Task instructions — What is needed is an exact copy of the line with "column 432, row 177" and all lines that follow it in the entries below, the last line included.

(Natural-language object grounding data)
((
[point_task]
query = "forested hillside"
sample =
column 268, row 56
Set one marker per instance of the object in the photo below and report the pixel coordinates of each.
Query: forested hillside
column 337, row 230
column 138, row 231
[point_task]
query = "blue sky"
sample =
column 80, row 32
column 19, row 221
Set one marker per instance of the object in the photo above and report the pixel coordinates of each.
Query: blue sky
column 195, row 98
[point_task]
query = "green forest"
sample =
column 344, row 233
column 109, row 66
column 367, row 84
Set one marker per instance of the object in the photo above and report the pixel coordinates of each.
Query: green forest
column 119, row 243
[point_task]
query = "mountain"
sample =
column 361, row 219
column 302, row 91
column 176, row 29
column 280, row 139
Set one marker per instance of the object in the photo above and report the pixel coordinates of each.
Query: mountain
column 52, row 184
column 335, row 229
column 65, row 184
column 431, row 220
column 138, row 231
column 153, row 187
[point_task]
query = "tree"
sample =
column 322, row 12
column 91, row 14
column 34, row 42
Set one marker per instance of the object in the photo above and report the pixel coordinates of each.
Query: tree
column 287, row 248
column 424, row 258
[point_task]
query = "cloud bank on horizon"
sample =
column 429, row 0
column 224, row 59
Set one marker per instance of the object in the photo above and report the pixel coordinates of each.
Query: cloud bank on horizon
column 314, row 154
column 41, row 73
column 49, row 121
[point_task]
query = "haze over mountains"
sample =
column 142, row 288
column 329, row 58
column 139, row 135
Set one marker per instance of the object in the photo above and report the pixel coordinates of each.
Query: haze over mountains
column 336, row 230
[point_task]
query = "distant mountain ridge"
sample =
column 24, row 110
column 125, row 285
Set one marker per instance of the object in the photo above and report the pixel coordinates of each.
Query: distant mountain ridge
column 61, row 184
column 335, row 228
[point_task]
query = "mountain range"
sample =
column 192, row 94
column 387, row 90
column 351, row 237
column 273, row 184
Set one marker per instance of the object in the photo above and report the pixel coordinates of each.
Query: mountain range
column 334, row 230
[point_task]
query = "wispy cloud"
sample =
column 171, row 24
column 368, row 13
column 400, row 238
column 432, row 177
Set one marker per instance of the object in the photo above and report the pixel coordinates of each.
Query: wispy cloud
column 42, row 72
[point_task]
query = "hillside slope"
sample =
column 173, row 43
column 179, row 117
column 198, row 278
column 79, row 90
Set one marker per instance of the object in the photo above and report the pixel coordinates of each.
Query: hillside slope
))
Reply to the exercise —
column 432, row 177
Set one marker per instance of the object in the photo above and report the pixel coordinates of each.
Query: wispy cloud
column 42, row 72
[point_task]
query = "hillside slope"
sample =
column 173, row 43
column 179, row 117
column 198, row 278
column 79, row 90
Set one marker per instance of the object in the photo above and report the pixel coordinates of each.
Query: hillside slope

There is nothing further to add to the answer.